### WHAT YOU ARE ASKED TO DO
In the records below, locate the line containing "of the peeling", then output that line and all later lines exactly, through the last one.

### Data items
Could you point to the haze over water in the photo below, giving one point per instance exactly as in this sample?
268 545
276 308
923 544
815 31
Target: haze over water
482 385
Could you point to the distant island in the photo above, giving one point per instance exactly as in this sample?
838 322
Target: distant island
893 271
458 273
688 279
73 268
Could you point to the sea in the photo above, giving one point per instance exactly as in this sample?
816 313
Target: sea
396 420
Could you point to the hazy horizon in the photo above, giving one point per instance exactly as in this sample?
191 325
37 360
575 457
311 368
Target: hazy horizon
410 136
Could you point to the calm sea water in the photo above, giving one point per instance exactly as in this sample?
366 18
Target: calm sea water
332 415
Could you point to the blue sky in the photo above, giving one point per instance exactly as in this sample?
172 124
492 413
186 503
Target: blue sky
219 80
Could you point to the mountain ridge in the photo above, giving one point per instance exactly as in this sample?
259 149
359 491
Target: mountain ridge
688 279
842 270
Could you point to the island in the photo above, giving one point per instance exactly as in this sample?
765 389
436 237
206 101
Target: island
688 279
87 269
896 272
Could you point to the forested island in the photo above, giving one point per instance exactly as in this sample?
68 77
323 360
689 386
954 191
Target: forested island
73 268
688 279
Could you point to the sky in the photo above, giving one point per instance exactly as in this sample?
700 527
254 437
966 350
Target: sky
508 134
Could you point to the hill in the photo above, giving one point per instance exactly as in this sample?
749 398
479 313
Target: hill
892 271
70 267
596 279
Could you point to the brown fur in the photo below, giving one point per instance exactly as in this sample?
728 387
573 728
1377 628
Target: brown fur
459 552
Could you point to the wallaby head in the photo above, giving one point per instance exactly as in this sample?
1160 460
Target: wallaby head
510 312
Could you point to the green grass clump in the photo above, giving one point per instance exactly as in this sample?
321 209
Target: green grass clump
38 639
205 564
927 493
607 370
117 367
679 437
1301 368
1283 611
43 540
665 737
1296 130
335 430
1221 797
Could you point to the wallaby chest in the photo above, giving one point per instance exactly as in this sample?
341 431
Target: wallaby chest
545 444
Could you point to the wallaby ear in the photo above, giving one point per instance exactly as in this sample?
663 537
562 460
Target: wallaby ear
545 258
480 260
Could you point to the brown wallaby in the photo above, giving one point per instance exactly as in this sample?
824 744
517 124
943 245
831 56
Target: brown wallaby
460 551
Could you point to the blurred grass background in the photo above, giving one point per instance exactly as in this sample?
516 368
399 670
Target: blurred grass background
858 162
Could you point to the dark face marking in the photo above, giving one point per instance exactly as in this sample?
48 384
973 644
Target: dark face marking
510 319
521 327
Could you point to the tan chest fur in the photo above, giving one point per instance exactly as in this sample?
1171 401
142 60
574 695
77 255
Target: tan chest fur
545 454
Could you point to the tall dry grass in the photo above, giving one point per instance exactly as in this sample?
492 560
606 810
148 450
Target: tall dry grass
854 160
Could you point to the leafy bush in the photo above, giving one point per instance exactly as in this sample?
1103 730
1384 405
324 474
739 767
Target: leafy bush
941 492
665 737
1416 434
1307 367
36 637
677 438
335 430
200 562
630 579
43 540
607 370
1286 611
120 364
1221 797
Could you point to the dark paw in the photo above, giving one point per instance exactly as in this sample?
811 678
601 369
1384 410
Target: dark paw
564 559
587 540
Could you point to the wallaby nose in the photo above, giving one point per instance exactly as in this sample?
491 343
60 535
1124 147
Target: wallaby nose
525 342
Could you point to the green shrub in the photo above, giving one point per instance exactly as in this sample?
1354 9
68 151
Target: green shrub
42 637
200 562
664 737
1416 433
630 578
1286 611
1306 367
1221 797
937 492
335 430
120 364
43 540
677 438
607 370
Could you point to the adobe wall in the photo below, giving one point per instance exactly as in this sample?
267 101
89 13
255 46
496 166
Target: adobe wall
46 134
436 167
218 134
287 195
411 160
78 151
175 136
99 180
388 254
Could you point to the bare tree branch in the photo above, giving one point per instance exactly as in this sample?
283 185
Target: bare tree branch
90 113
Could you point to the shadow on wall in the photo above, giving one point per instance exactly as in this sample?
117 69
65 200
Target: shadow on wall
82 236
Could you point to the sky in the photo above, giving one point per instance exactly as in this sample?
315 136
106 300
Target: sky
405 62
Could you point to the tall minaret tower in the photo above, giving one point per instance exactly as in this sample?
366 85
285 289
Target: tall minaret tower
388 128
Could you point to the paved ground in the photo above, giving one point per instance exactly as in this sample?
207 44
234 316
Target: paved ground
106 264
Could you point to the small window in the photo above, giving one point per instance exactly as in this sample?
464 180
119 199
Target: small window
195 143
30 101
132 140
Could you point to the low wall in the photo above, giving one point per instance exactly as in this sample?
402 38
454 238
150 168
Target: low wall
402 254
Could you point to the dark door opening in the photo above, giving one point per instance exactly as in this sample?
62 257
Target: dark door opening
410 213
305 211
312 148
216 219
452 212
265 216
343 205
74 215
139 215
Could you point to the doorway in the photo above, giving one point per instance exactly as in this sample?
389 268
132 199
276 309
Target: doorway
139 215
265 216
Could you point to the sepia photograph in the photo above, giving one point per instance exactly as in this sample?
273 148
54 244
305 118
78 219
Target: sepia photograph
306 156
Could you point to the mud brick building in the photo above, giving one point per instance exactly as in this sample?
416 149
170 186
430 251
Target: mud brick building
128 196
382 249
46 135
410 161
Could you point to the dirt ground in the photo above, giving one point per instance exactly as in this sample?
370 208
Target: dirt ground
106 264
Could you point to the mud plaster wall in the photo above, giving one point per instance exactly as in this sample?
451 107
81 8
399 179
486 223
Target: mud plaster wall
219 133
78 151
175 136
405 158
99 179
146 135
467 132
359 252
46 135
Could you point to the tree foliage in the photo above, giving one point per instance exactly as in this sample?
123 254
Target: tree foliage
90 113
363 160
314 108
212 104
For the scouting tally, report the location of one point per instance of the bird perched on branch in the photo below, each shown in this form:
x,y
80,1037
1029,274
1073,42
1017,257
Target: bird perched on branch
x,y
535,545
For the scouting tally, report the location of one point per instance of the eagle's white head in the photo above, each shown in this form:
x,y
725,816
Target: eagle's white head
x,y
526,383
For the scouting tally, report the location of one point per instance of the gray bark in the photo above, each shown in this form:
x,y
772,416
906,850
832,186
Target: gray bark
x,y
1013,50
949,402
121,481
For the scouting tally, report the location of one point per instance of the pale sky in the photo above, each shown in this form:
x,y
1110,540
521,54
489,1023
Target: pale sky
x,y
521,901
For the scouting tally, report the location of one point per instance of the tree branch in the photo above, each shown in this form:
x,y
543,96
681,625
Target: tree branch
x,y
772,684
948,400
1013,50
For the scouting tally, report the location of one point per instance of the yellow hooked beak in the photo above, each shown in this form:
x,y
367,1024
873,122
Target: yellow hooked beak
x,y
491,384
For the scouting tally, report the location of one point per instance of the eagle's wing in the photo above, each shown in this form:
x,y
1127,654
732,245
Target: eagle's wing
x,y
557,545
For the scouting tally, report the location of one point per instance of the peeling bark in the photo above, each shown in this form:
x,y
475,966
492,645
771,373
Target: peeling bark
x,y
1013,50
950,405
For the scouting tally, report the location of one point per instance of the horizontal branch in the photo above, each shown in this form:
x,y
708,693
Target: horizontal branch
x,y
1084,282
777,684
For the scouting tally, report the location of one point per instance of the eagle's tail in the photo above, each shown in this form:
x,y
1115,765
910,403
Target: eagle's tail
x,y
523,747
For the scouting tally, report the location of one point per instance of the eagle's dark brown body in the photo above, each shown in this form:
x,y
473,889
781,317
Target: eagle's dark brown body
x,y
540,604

### IN RESPONSE
For the scouting tally, report the location of one point per instance of the peeling bark in the photo above, each shown in this form:
x,y
475,966
492,645
771,373
Target: peeling bark
x,y
1013,50
950,405
For the scouting tally, report the location of one point per instance of the horizontal branch in the photo above, each shown in this form:
x,y
708,693
Target: horizontal branch
x,y
1084,282
777,684
For the scouting tally, report the location of one point per instance of the eagle's tail in the photo above, each shown in this form:
x,y
1115,765
910,403
Target: eagle's tail
x,y
523,747
For the scouting tally, report the location of one point per instance of the eagle's dark brown body in the photo above, each shown in this form:
x,y
473,889
781,317
Target: eagle's dark brown body
x,y
540,604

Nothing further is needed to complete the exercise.